AUSGEWÄHLTER AUSZUG
Praxiswissen auf den Punkt gebracht.
logo
  • Meine Produkte
    Bitte melden Sie sich an, um Ihre Produkte zu sehen.
Menu Menu
MyIww MyIww
  • 07.01.2021 · IWW-Abrufnummer 219799

    Bundesgerichtshof: Beschluss vom 17.11.2020 – X ZR 3/19

    Bei einer auf § 1 oder § 4a UKlaG gestützten Klage sind Gebührenstreitwert und Beschwer grundsätzlich auch dann allein nach dem Interesse der Allgemeinheit an der Beseitigung der angegriffenen Klauseln zu bemessen, wenn der Kläger ein Wirtschaftsverband im Sinne von § 3 Abs. 1 Satz 1 Nr. 2 UKlaG ist.


    Der X. Zivilsenat des Bundesgerichtshofs hat am 17. November 2020 durch den Vorsitzenden Richter Dr. Bacher, die Richterinnen Dr. Kober-Dehm, Dr. Marx und Dr. Rombach sowie den Richter Dr. Rensen
    beschlossen:

    Tenor:

    Die Beschwerde gegen die Nichtzulassung der Revision im Urteil des 16. Zivilsenats des Oberlandesgerichts Frankfurt am Main vom 13. Dezember 2018 wird auf Kosten der Klägerin verworfen.

(Einträge zum Zeigen auf benannte Objekte)
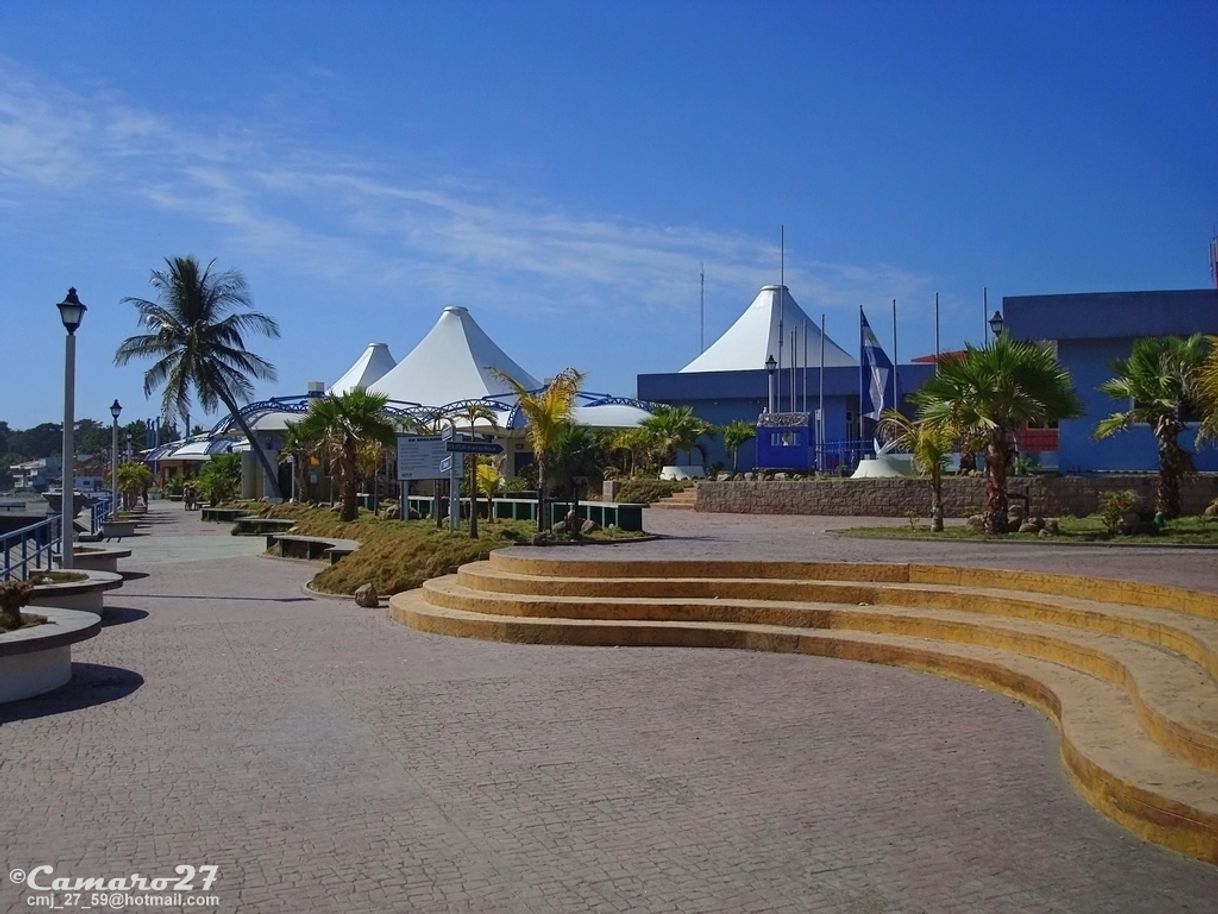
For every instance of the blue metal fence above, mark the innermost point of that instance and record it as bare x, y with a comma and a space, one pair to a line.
31, 549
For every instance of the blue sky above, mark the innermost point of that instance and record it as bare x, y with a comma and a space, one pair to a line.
563, 170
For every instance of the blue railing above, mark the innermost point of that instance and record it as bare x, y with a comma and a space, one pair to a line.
31, 549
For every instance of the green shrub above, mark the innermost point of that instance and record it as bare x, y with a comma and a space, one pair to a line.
1113, 506
646, 491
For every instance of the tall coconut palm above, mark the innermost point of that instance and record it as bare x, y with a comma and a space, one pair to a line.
546, 412
676, 429
992, 393
1160, 382
736, 434
342, 424
473, 413
929, 445
196, 334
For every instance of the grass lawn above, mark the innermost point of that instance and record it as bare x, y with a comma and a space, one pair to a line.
1074, 531
396, 555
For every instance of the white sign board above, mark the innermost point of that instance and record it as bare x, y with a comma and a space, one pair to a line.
419, 456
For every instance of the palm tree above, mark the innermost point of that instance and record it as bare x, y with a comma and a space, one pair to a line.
676, 428
929, 444
1207, 394
341, 425
473, 413
196, 334
299, 450
992, 393
1160, 382
546, 412
736, 434
489, 478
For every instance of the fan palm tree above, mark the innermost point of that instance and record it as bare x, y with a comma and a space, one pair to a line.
736, 434
676, 429
931, 446
473, 413
196, 334
992, 393
1161, 383
341, 425
546, 412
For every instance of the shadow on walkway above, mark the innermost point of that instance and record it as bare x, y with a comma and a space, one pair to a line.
121, 616
91, 684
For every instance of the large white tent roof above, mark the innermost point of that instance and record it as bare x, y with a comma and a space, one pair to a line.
754, 336
370, 367
453, 362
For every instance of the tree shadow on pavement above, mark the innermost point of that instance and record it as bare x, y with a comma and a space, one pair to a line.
121, 616
91, 684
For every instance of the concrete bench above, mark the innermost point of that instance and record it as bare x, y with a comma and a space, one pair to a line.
117, 529
299, 546
255, 525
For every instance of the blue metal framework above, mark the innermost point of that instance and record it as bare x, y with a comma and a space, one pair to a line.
419, 413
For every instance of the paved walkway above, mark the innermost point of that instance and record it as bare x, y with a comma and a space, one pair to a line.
329, 761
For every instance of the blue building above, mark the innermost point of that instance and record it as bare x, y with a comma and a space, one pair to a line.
1090, 332
731, 380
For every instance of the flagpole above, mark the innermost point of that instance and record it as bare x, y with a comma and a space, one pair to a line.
820, 460
895, 405
937, 333
782, 301
805, 366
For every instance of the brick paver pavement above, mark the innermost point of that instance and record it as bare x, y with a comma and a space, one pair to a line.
328, 759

ZIELE
A: Stimmen diese Aussagen mit dem Beschluss überein? (i) Der Beschluss wurde am 17. November 2020 gefasst. (ii) Die Beschwerde wurde auf Kosten der Beklagten verworfen. (iii) Das Urteil, gegen dessen Nichtzulassung der Revision sich die Beschwerde richtet, stammt vom Oberlandesgericht Köln. Antworten Sie jeweils mit Ja oder Nein und zitieren Sie die ausschlaggebenden Worte wörtlich.
B: Welcher Senat des Bundesgerichtshofs hat den Beschluss gefasst?

ERGEBNISSE PRO AUFGABE
A:
(i) Ja: „hat am 17. November 2020“
(ii) Nein: „wird auf Kosten der Klägerin verworfen“
(iii) Nein: „des Oberlandesgerichts Frankfurt am Main“

B: Der X. Zivilsenat.